## Set exercise:
Can you copy every one of the records below character for character, keeping each line as it stands?

## Material provided:
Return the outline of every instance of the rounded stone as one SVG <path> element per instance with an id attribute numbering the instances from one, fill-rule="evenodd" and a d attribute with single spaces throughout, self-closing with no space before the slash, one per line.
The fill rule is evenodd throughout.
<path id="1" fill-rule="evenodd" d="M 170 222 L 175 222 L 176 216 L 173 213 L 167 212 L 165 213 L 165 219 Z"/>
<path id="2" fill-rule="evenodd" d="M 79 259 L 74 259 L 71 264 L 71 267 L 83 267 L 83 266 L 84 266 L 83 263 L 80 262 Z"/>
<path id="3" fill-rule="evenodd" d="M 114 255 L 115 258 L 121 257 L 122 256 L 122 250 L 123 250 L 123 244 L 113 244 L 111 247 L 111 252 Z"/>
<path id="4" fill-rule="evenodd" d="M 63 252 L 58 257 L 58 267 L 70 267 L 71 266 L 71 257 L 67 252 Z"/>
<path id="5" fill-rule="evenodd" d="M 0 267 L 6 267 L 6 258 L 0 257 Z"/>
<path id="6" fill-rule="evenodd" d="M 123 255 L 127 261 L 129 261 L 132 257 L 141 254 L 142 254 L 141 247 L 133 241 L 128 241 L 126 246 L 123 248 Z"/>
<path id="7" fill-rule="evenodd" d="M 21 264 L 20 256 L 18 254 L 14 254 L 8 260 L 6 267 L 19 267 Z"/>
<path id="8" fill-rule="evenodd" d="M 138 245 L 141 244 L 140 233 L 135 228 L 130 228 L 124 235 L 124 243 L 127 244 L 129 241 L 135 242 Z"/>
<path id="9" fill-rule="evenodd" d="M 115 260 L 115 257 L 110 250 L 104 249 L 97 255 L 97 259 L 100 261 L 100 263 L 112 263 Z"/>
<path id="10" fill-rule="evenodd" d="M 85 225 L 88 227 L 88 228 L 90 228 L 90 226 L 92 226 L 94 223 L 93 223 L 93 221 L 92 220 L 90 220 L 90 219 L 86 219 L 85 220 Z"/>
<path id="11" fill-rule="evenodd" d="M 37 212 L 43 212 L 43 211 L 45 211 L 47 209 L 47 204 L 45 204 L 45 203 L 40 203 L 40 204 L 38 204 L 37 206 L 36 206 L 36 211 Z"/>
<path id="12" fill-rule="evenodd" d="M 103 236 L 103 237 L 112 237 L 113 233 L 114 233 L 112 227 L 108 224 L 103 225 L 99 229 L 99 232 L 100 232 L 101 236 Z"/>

## Exercise result:
Return the outline of every instance of the rounded stone as one SVG <path> element per instance with an id attribute numbering the instances from one, fill-rule="evenodd" and a d attribute with single spaces throughout, self-closing with no space before the slash, one per line.
The fill rule is evenodd throughout.
<path id="1" fill-rule="evenodd" d="M 170 222 L 175 222 L 176 216 L 173 213 L 167 212 L 165 213 L 165 219 Z"/>
<path id="2" fill-rule="evenodd" d="M 79 259 L 74 259 L 71 264 L 71 267 L 83 267 L 83 266 L 84 266 L 83 263 L 80 262 Z"/>
<path id="3" fill-rule="evenodd" d="M 114 255 L 115 258 L 121 257 L 122 256 L 122 250 L 123 250 L 123 244 L 113 244 L 111 247 L 111 252 Z"/>
<path id="4" fill-rule="evenodd" d="M 63 252 L 58 257 L 58 267 L 70 267 L 71 266 L 71 257 L 67 252 Z"/>
<path id="5" fill-rule="evenodd" d="M 0 267 L 6 267 L 6 258 L 0 257 Z"/>
<path id="6" fill-rule="evenodd" d="M 123 255 L 127 261 L 129 261 L 132 257 L 141 254 L 142 254 L 141 247 L 133 241 L 128 241 L 126 246 L 123 248 Z"/>
<path id="7" fill-rule="evenodd" d="M 21 264 L 20 256 L 18 254 L 14 254 L 8 260 L 6 267 L 19 267 Z"/>
<path id="8" fill-rule="evenodd" d="M 138 245 L 141 244 L 140 233 L 135 228 L 130 228 L 124 235 L 124 243 L 127 244 L 129 241 L 135 242 Z"/>
<path id="9" fill-rule="evenodd" d="M 115 260 L 115 257 L 110 250 L 104 249 L 97 255 L 97 259 L 100 261 L 100 263 L 112 263 Z"/>
<path id="10" fill-rule="evenodd" d="M 85 225 L 88 227 L 88 228 L 90 228 L 90 226 L 92 226 L 94 223 L 93 223 L 93 221 L 92 220 L 90 220 L 90 219 L 86 219 L 85 220 Z"/>
<path id="11" fill-rule="evenodd" d="M 37 212 L 43 212 L 43 211 L 45 211 L 47 209 L 47 204 L 45 204 L 45 203 L 40 203 L 40 204 L 38 204 L 37 206 L 36 206 L 36 211 Z"/>
<path id="12" fill-rule="evenodd" d="M 103 236 L 103 237 L 112 237 L 113 233 L 114 233 L 112 227 L 108 224 L 103 225 L 99 229 L 99 232 L 100 232 L 101 236 Z"/>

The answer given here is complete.